AVAILABLE RECORDS —
-- BEGIN --
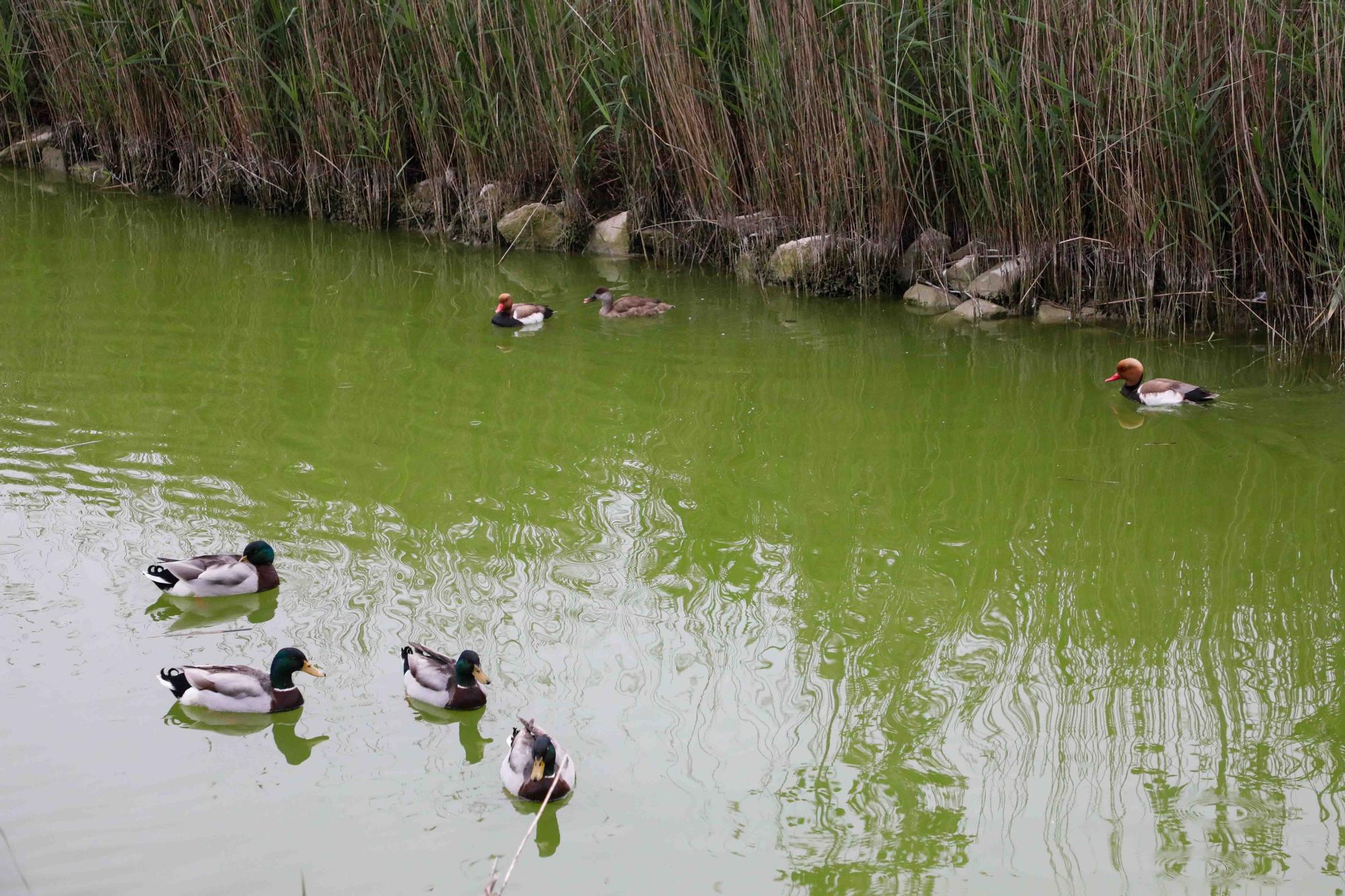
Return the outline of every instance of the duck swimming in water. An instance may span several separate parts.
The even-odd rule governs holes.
-- END --
-- BEGIN --
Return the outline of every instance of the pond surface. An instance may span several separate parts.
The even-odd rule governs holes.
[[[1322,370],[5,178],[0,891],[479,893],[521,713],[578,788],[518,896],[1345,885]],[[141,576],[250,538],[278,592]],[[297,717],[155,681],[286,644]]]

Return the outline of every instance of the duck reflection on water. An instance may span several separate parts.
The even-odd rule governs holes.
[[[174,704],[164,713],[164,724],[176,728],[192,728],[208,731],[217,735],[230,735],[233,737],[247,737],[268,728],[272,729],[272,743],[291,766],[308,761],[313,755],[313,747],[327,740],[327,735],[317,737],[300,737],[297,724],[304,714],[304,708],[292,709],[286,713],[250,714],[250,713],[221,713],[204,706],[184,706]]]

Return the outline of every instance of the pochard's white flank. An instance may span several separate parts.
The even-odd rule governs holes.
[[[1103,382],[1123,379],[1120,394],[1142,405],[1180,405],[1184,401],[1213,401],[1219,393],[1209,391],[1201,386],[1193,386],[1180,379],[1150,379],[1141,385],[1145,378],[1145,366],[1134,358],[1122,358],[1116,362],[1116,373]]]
-- END --
WHAT NEEDS TO BE DONE —
Return every line of the records that contains the word "several".

CORRECT OUTPUT —
Return the outline of every instance of the duck swimming in water. An instance may span several separate parts.
Return the outline of every instance of the pond surface. An instance may span several separate parts.
Return the outline of every instance of the duck reflection on water. An instance may span several separate parts.
Return the outline of every instance of the pochard's white flank. An instance may span several separate parts.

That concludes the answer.